> [Objective] Copy the entries from the beginning down through the line containing "POLYGON ((121 108, 123", replacing "glossy green leaf" with "shiny green leaf" and leaving everything else unchanged.

-- START OF Supplied records --

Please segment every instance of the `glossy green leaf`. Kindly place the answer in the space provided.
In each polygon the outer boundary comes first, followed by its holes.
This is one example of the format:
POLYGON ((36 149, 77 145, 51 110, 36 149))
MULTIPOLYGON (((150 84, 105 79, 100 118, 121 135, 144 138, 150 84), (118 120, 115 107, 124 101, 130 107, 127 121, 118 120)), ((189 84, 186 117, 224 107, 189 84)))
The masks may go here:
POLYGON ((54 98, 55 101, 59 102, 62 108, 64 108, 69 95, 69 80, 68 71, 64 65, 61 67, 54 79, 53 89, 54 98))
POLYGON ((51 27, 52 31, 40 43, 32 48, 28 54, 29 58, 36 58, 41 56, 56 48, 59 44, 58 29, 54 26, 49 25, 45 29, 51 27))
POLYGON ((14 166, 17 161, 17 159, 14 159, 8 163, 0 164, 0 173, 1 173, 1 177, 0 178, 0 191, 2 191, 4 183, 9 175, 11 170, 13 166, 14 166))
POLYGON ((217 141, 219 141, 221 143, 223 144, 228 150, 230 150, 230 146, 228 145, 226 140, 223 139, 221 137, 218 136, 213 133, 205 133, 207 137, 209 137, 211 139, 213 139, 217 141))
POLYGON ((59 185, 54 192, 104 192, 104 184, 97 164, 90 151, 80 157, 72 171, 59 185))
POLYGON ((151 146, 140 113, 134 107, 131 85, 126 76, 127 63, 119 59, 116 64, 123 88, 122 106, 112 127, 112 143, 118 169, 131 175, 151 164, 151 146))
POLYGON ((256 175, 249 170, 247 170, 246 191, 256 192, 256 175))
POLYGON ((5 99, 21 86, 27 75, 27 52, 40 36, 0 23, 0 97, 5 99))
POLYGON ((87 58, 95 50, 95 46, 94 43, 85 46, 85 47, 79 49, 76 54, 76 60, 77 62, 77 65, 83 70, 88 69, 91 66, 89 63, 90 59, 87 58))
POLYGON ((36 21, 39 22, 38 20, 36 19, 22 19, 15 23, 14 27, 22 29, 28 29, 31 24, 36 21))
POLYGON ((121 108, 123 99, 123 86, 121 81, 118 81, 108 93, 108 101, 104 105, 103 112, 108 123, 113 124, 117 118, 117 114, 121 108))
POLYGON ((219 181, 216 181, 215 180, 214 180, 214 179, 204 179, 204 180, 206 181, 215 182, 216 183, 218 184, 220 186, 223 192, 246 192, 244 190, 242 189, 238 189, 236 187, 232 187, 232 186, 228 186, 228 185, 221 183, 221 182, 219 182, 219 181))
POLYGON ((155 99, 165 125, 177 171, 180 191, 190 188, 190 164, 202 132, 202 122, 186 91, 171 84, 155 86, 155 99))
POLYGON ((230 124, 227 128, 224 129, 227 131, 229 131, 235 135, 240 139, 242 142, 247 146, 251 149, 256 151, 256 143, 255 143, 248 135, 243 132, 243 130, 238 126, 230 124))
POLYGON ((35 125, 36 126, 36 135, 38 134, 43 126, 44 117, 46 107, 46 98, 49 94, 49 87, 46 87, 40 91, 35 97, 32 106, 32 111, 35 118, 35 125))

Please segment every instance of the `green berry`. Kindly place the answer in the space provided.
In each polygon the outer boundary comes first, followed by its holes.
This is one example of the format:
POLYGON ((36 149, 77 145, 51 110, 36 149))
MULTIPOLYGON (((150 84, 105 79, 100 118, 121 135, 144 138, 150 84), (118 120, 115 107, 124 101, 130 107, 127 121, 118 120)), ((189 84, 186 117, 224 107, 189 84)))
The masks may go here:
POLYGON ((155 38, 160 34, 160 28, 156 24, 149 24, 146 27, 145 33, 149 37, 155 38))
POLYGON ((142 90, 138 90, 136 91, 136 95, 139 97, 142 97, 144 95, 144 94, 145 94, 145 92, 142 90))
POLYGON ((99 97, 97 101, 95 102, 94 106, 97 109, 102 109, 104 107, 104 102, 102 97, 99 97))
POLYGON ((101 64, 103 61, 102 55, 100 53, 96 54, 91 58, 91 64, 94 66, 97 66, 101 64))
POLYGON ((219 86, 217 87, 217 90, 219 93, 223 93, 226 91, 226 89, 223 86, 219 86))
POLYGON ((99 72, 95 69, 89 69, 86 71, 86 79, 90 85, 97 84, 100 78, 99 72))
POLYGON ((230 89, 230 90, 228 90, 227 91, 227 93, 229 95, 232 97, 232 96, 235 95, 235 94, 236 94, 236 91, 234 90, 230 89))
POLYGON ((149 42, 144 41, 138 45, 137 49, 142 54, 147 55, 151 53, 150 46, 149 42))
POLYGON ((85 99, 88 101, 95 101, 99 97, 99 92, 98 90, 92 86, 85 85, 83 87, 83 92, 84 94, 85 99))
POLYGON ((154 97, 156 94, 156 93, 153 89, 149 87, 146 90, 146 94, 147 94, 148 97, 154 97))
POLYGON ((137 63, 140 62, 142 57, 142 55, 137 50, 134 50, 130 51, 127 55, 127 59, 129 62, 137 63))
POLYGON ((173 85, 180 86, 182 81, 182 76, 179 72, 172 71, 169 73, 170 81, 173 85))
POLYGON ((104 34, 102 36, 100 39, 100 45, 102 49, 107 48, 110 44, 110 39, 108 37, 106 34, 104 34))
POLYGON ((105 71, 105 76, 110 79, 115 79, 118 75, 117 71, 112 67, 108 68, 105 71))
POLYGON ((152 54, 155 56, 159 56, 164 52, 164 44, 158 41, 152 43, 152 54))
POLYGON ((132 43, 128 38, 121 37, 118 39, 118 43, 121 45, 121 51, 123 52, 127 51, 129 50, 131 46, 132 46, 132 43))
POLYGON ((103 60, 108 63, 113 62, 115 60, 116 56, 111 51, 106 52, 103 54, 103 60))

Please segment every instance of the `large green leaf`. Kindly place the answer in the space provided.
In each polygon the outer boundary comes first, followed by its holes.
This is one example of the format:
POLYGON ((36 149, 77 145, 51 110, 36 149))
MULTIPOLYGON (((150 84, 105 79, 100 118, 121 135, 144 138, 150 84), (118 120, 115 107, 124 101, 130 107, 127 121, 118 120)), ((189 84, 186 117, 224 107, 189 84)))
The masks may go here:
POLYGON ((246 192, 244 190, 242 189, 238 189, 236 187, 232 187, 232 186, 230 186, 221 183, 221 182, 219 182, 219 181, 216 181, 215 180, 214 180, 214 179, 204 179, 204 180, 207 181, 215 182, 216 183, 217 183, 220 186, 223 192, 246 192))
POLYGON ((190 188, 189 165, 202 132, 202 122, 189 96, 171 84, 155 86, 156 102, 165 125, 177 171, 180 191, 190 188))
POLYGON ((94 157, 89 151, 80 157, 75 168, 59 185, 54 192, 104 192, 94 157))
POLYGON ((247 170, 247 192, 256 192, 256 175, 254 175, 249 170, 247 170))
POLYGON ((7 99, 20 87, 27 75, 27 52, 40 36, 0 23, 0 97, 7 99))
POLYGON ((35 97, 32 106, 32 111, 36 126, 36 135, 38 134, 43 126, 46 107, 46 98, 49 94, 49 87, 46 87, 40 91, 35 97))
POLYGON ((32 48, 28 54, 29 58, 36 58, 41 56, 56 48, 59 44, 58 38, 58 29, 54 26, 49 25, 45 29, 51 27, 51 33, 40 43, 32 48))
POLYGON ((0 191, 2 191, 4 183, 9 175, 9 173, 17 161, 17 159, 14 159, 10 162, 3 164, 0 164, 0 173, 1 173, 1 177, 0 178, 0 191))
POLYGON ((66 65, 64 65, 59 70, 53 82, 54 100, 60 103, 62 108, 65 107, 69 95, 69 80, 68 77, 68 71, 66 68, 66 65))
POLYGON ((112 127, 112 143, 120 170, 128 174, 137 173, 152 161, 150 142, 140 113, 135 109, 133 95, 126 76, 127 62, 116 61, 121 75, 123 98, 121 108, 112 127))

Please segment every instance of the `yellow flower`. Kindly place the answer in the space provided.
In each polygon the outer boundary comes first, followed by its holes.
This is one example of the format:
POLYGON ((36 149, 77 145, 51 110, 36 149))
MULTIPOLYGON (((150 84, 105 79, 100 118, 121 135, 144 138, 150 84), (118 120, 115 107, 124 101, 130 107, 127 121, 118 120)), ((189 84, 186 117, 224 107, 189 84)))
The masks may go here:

-- END OF Supplied records --

> [Reply]
Please segment every instance of the `shiny green leaf`. Kindly place the answer in the space provided.
In each polygon the outer boundary comes first, followed by its holes.
This is one example of the format:
POLYGON ((36 149, 77 145, 51 110, 36 149))
MULTIPOLYGON (((150 84, 105 79, 100 118, 121 135, 144 138, 150 84), (118 120, 115 107, 124 101, 130 107, 127 121, 118 120)), ((189 84, 186 117, 224 107, 189 84)))
The masks may go here:
POLYGON ((54 98, 55 101, 59 102, 62 108, 64 108, 69 95, 69 80, 68 71, 64 65, 61 67, 54 79, 53 89, 54 98))
POLYGON ((51 27, 52 31, 40 43, 32 48, 28 54, 29 58, 36 58, 41 56, 56 48, 59 44, 58 29, 54 26, 49 25, 45 29, 51 27))
POLYGON ((14 166, 17 161, 17 159, 14 159, 8 163, 0 164, 0 173, 1 173, 1 177, 0 178, 0 191, 2 191, 4 183, 9 175, 11 170, 13 166, 14 166))
POLYGON ((217 141, 219 141, 221 143, 223 144, 228 150, 230 150, 230 146, 228 145, 226 140, 223 139, 221 137, 218 136, 213 133, 205 133, 207 137, 209 137, 211 139, 213 139, 217 141))
POLYGON ((59 185, 54 192, 104 192, 104 184, 97 164, 90 151, 80 157, 72 171, 59 185))
POLYGON ((151 146, 140 113, 134 107, 131 85, 126 76, 127 63, 119 59, 116 64, 123 88, 122 106, 112 127, 112 143, 118 169, 131 175, 151 164, 151 146))
POLYGON ((256 175, 249 170, 247 170, 246 191, 256 192, 256 175))
POLYGON ((5 99, 21 86, 27 75, 27 52, 40 36, 0 23, 0 97, 5 99))
POLYGON ((87 58, 95 50, 95 46, 94 43, 85 46, 85 47, 79 49, 76 54, 76 60, 77 62, 77 65, 83 70, 88 69, 91 66, 89 63, 90 59, 87 58))
POLYGON ((36 21, 39 22, 38 20, 36 19, 22 19, 15 23, 14 27, 22 29, 28 29, 31 24, 36 21))
POLYGON ((121 108, 123 99, 123 86, 121 81, 118 81, 108 93, 108 101, 104 105, 103 112, 108 123, 113 124, 117 118, 117 114, 121 108))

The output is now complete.